**Fragmento del documento:**
>>>

Tal impresión sobrevenida, no exenta de gran sensación de vida que paradójicamente convierte en realidad el sexo, me estimuló a dirigirme a la sala que habían habilitado en el hotel para vender cientos de publicaciones sobre el tema espírita. Mientras ojeaba un libro sobre sexo espírita, se me acercó una mujer, que decía ser médium, y me obsequió con la frase más imaginativa que jamás haya escuchado: “El sexo es el santuario de la reencarnación”.

No pude evitar comprar el libro que tenía en las manos; se me hizo de lo más real. Aunque he de reconocer que no lo he leído; sexo y espíritus, mala combinación.

Anteriormente decía que los telenoticias son una excelente y eficaz fábrica de sensaciones impuestas, como también lo es la prensa de cualquier tipo. Algunos medios se autocalifican de independientes e imparciales, y dicen solamente trabajar en pro de la verdad, pero es imposible desprenderse de las afinidades personales, que algunos, engañándose, intentan colar como criterio neutral, aún sabiendo que eso no existe.

Todos ellos dicen que informan de forma veraz, pero lo que hacen es formar opinión partiendo de hechos o de palabras pronunciadas por terceros, extrayéndolos del contexto en que se han dado, lo cual facilita enormemente la orientación de la opinión a conveniencia de los dictados editoriales. Esta manera de proceder constituye una estrategia quintacolumnista para reafirmar a los adeptos y adscribirlos al gran grupo afín a su opinión. El aparato, aparentemente destinado a informar, lo que hace es fabricar sensaciones colectivas para convertir en realidad ajena lo que piensan ellos mismos. La manipulación de las mentes ávidas de sensaciones que den sentido a sus vidas, de forma consciente o inconsciente, se pone en marcha en beneficio e interés de los poderes políticos y sobretodo económicos. Para confirmar dicha intención basta con fijarse en los medios que se integran en un mismo grupo empresarial, mal llamado de la información: cadenas de televisión y radio, y prensa escrita, con opinión contraria, conviven en el mismo grupo; lo importante es manipular a la mayor cantidad de personas. Ellos dicen que con eso demuestran su imparcialidad y transversalidad, cuando lo que en realidad pretenden es retroalimentarse creando confrontación y así crear una mayor cantidad de realidades ajenas falsas. Entonces, ¿todos los medios manipulan?; la respuesta es que depende de la capacidad de criterio propio que posea quien recibe la información y de su disposición o no a dejarse colocar las anteojeras. La mejor forma de no perder la visión periférica es informarse mediante medios de distinta opinión, y cribar utilizando el cedazo de nuestro sentido crítico, pero esto lo hacen muy pocas personas, porque a la mayoría nos gusta regocijarnos en las opiniones afines a las nuestras, nos molesta contrastar, porque lo que nos parece que nos proporciona la mejor sensación de vida es lo que nos gusta ver, escuchar o leer, olvidando que lo que probablemente vivamos sean realidades ajenas impuestas.

<<<

**Sección de datos:**
>>>

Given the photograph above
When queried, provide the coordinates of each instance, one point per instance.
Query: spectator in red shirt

<<<

**Tarea pendiente:**
¿Puedes proseguir el texto sobre la manipulación informativa y las realidades ajenas impuestas justo después de su última frase?

**Respuesta:**
Envase de Coca-Cola, de vidrio y con marca en relieve.

Pero por fin la Coca-Cola, aquella doble con envase de vidrio de vuelta y muy fría, y con la marca en relive. ¡Esa sí que era la verdadera “sensación de vivir”!, la que en la canícula estival te espumeaba la nariz y te hacía sentir la realidad más dulce y vívida. En mi adolescencia veraniega, había que conseguir dos duros para que después de un sudoroso pedaleo pudiera deglutir aquel negro y mágico líquido, que convertía en la más deliciosa realidad mis vacaciones. Sentado en el murete, delante de Ca’n Corbalán, alzaba la fría botella y cerraba los ojos para concentrarme en la más placentera sensación, entrando en el sublime trance que tornaba real el paro del tiempo.

El márquetin es un poderoso invento para fabricar sensaciones que creen realidades falsas, pero el de algunas marcas casi consigue cambiar el signo de dicha realidad. Creo que Coca-Cola es la compañía que mejor ha conseguido esto, al menos en el tiempo que yo he vivido.

Los eslóganes de Coca-Cola casi siempre han hecho referencia a la vida y a la sensación de sentirla, con la consciencia clara de que su producto despertaba unas sensaciones físicas poco comparables; este hecho han sabido explotarlo siempre.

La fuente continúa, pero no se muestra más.